* _WHAT NEEDS TO BE DONE_
Here are some records. Copy each one exactly.
>> Begin SUPPLIED ENTRIES
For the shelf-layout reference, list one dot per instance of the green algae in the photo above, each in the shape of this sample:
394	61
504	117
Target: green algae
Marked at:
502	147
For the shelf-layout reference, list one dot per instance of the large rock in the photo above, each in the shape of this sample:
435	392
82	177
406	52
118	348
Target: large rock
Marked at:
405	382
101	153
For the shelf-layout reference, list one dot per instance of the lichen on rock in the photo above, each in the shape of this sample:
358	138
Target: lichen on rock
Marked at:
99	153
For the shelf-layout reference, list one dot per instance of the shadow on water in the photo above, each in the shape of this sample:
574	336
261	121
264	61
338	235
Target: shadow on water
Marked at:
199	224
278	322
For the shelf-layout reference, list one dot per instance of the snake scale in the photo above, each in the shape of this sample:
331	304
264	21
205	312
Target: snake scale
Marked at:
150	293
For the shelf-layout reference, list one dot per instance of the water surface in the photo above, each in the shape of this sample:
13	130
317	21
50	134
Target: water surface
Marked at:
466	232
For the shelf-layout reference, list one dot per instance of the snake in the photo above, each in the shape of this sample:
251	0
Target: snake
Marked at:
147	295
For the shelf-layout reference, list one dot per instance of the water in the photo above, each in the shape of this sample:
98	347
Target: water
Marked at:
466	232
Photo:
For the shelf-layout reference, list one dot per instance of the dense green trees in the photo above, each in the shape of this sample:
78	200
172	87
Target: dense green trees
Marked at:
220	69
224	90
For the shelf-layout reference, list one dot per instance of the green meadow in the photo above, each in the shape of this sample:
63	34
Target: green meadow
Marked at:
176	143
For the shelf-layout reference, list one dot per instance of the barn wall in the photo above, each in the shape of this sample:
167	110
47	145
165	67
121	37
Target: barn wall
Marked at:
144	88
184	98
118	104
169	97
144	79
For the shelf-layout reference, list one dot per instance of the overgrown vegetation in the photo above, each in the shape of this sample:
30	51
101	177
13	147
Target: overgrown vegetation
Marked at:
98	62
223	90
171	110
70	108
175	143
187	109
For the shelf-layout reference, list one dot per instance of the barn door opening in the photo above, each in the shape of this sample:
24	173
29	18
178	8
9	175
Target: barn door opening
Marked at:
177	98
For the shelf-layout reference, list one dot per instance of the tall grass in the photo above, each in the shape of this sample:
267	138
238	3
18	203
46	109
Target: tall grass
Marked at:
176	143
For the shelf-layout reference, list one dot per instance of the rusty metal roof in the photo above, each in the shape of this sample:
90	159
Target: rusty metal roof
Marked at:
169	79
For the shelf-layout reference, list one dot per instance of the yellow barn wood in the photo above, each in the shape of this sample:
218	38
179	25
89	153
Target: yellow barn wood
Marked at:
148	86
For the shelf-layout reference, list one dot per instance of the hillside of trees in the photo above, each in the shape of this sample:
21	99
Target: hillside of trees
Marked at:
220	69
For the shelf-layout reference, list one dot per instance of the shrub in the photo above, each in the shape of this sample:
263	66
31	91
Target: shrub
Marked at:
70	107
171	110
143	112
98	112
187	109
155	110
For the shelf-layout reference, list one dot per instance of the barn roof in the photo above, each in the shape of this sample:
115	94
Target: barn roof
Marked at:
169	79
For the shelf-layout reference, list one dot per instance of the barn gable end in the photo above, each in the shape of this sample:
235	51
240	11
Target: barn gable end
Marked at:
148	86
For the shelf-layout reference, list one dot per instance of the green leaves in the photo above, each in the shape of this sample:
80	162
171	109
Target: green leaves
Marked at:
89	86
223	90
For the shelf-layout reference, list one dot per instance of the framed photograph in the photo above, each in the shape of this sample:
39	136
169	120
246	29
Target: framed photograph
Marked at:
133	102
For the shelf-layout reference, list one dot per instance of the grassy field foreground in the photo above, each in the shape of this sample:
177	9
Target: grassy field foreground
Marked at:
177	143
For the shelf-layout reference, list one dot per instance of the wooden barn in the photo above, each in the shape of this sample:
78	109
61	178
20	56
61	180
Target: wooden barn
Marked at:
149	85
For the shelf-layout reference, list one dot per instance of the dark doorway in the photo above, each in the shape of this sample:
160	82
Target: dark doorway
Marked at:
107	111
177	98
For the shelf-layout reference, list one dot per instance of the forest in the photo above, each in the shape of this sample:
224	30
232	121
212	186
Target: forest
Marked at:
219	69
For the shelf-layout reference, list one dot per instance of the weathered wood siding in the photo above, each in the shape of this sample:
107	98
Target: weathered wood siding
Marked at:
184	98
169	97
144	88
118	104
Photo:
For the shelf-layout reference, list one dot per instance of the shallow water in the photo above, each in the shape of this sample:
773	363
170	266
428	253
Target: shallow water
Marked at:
>> End SUPPLIED ENTRIES
* _FULL ANSWER_
For the shelf-layout reference, list one dot per instance of the green algae in the photo above, each in the shape of this sample:
394	61
504	117
Target: green algae
Marked at:
502	147
For the shelf-layout reference, list one dot per instance of the large rock in the photo above, each in the shape of this sample:
435	392
82	177
406	52
118	348
Target: large rock
Marked at:
405	382
101	153
For the shelf-layout reference, list one dot per instance of the lichen on rock in the photo above, each in the shape of this sample:
358	138
Target: lichen on rock
Marked at:
99	153
For the shelf-layout reference, list one dot per instance of the shadow on water in the photo above, each in the shape of this sample:
574	336
261	121
264	61
338	235
Target: shadow on water
Marked at:
199	224
278	322
For the shelf-layout reference, list one dot per instance of the snake scale in the photo above, each in the shape of this sample:
331	304
264	21
205	312
Target: snake scale
Marked at:
150	293
For the shelf-layout reference, list one dot per instance of the water surface in the photo above, each in the shape of this sample:
13	130
317	21
50	134
Target: water surface
Marked at:
466	232
For the shelf-layout reference, list one dot per instance of the snake in the photo above, each in the shape of this sample:
251	0
Target: snake
Marked at:
147	295
For the shelf-layout reference, list one dot per instance of the water in the photo above, each in the shape of this sample:
98	347
Target: water
Marked at:
466	232
Photo:
For the shelf-layout reference, list one dot per instance of the dense green trees in the photo above, each in the shape of this sample:
78	200
172	87
Target: dense green trees
Marked at:
220	69
224	90
For the shelf-layout reference, list one dot per instance of the green meadow in the photo above, each in the shape of this sample:
63	34
Target: green meadow
Marked at:
176	143
For the shelf-layout reference, list one dot per instance of the barn wall in the photo above, each in the shape of this sample:
167	110
47	145
165	67
121	37
Target: barn wall
Marked at:
144	88
184	98
118	104
169	97
144	79
For the shelf-layout reference, list one dot per instance of the overgrown vegetation in the photo above, each in the shape of this sample:
30	51
101	177
13	147
Target: overgrown vegetation
Marked at:
98	62
223	90
171	110
70	108
175	143
187	109
For the shelf-layout reference, list one dot per instance of the barn door opening in the photo above, each in the shape of this sample:
24	173
29	18
178	8
9	175
Target: barn door opening
Marked at:
177	98
For the shelf-layout reference, list one dot per instance of the tall grass in the photo above, each in the shape of this sample:
267	138
238	3
18	203
46	109
Target: tall grass
Marked at:
176	143
For the shelf-layout reference, list one dot per instance of the rusty metal roof in the photo above, each in the shape of this sample:
90	159
Target: rusty metal roof
Marked at:
169	79
For the shelf-layout reference, list one dot per instance of the yellow barn wood in the photo above, each in the shape of this sample:
218	38
179	25
89	153
Target: yellow barn wood
Marked at:
148	86
For the shelf-layout reference, list one dot per instance of the hillside of trees in the photo above, each in the shape of this sample:
21	99
Target: hillside of trees
Marked at:
220	69
For the shelf-layout reference, list one dot per instance of the shrub in the photo above, each in the shape of this sample:
263	66
31	91
Target: shrub
Marked at:
70	107
171	110
143	112
98	112
187	109
155	110
For the shelf-layout reference, list one dot per instance of the barn roof in the photo above, each in the shape of this sample:
115	94
Target: barn roof
Marked at:
169	79
For the shelf-layout reference, list one dot per instance of the barn gable end in the photo above, each in the shape of this sample:
235	51
240	11
Target: barn gable end
Marked at:
148	86
For the shelf-layout reference, list one dot per instance of the green leaves in the photo above, each in the shape of this sample:
80	162
171	109
Target: green leaves
Marked at:
89	86
223	90
For the shelf-layout reference, list one dot per instance of the framed photograph in the photo above, each in the shape of this sample:
39	136
169	120
246	29
Target: framed photograph
Marked at:
133	102
For the shelf-layout reference, list one dot per instance of the grassy field foreground in the photo above, each in the shape of this sample:
177	9
Target: grassy field foreground
Marked at:
177	143
For the shelf-layout reference, list one dot per instance of the wooden barn in the photo above, each in the shape of this sample:
78	109
61	178
20	56
61	180
Target: wooden barn
Marked at:
149	85
For the shelf-layout reference, list one dot per instance of the dark doorway in the photo above, each in the shape of this sample:
160	82
Target: dark doorway
Marked at:
107	111
177	98
For the shelf-layout reference, list one dot per instance of the forest in the photo above, each in the shape of this sample:
224	30
232	121
212	186
Target: forest
Marked at:
219	69
For the shelf-layout reference, list one dot per instance of the weathered wood siding in the photo above, each in the shape of this sample:
107	98
Target: weathered wood siding
Marked at:
184	98
169	97
144	88
118	104
Photo:
For the shelf-layout reference, list one dot per instance of the shallow water in the photo above, each in the shape of this sample:
773	363
170	266
428	253
Target: shallow water
Marked at:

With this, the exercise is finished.